> **Texte fourni**:

L'étude de la dynamique de la végétation par les images
satellitaires est fiable et raisonnable pour l'étude de l'occupation du
sol surtout dans un pas de temps assez long. La figure montre les taux
d'occupation des sols en 1986 et 2013 dans la zone du Fitri. Ainsi, à
l'aide des images satellitaires, il a été constaté
l'existence d'une nette différence entre l'occupation du sol entre 1986
et 2013. Le paysage de la zone de Fitri présente les unités
d'occupation des sols suivants : les forêts galeries, les savanes,
les steppes, les prairies, les zones de cultures, les plans d'eau, les sols nus
et les zones d'habitation (Figure 14).
Ø Méthodes
Les images satellitales optiques utilisées proviennent
des capteurs TM (Thematic Mapper) et ETM+ (Enhanced Thematic Mapper). Nous
avons utilisé une scène Landsat acquise en 1986 et 2013, au Path
183 et Row 051. L'image landsat TM à une résolution de 28 m.

> **Données enregistrées**:
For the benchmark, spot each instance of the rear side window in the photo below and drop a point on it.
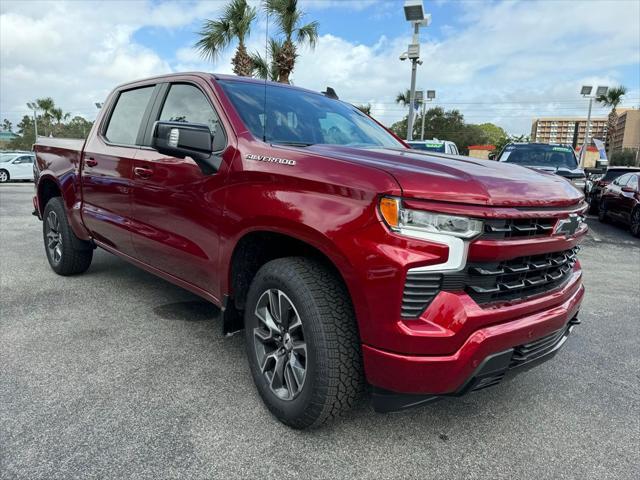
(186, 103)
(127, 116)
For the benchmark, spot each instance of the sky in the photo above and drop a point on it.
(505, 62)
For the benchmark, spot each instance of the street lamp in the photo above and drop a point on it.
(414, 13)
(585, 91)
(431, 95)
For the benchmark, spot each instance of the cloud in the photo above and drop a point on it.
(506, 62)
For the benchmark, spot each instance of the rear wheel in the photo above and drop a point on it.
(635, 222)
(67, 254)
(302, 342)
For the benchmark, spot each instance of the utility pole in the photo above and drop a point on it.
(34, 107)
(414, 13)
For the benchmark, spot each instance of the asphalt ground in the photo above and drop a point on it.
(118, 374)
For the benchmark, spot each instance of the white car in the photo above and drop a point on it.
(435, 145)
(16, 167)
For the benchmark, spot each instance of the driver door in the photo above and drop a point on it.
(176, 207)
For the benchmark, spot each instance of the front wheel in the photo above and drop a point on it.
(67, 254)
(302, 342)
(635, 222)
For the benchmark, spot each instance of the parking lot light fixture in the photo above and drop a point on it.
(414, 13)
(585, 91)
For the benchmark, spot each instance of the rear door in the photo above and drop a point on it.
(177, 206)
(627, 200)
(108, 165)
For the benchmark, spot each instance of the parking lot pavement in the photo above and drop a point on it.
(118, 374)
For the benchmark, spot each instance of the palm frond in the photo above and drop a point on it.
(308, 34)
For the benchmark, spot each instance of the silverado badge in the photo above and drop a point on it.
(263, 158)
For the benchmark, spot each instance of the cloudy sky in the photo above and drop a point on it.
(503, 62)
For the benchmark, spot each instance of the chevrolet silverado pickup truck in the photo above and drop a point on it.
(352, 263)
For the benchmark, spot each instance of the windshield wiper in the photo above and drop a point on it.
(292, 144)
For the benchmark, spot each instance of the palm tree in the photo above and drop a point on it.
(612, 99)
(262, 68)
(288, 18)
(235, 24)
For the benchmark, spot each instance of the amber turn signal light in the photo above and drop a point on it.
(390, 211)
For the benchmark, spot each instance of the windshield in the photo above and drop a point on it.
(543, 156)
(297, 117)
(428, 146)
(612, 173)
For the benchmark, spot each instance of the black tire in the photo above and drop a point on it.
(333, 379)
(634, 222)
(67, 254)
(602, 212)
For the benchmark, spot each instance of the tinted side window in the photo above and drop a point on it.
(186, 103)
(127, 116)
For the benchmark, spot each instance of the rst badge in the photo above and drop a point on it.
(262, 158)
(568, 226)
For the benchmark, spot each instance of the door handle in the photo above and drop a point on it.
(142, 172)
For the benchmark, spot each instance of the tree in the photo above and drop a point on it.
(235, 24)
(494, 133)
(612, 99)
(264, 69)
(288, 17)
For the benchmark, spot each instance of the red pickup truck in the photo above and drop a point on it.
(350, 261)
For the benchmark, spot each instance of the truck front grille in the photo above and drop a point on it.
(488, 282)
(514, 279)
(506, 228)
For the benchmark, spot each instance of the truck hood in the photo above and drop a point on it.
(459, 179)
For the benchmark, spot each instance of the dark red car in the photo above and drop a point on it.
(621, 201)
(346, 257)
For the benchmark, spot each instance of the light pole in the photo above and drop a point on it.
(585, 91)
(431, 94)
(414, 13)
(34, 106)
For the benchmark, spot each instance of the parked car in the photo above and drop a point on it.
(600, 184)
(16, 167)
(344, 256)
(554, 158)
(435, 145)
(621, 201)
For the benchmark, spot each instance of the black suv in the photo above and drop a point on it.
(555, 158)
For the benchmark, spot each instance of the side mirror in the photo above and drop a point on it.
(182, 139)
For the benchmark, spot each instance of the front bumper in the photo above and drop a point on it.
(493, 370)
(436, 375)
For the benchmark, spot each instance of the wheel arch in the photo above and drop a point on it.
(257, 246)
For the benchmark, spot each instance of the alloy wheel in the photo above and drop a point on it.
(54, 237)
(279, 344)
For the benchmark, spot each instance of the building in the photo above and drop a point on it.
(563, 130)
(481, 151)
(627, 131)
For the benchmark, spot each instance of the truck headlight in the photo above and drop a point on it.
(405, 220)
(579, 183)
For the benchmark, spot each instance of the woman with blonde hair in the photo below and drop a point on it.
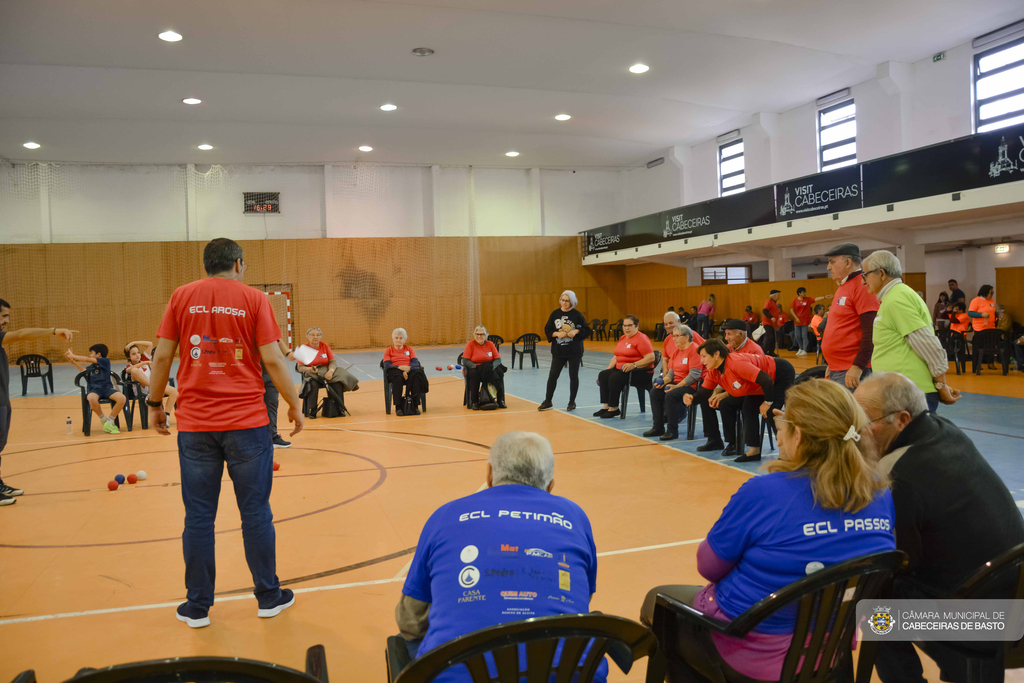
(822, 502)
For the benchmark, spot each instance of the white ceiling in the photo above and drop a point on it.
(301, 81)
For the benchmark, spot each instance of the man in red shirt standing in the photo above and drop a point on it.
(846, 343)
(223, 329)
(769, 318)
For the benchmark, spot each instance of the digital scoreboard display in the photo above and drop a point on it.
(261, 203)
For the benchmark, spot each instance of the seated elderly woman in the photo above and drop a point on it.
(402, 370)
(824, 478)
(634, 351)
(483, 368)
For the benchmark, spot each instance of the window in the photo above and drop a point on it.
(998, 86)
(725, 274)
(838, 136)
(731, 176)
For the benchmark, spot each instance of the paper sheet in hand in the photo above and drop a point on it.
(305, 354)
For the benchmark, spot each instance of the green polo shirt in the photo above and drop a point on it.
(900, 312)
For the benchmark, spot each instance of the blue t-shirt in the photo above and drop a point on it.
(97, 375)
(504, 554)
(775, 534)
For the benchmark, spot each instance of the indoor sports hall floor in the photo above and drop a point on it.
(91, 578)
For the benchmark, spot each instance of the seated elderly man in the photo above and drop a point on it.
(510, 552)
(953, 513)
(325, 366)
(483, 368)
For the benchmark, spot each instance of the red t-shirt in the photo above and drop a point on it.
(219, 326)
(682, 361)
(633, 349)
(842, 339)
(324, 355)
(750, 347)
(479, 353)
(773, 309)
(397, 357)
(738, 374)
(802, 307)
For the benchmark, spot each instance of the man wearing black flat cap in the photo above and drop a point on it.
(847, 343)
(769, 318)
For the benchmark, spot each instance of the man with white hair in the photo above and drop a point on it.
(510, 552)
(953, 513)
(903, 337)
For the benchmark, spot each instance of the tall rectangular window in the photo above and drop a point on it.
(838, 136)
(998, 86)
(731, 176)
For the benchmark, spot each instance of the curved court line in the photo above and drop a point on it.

> **Consigne**:
Traduisez en anglais cette phrase du texte fourni sur l'occupation des sols dans la zone du Fitri : « Les images satellitales optiques utilisées proviennent des capteurs TM (Thematic Mapper) et ETM+ (Enhanced Thematic Mapper). »

> **Réponse attendue**:
The optical satellite images used come from the TM (Thematic Mapper) and ETM+ (Enhanced Thematic Mapper) sensors.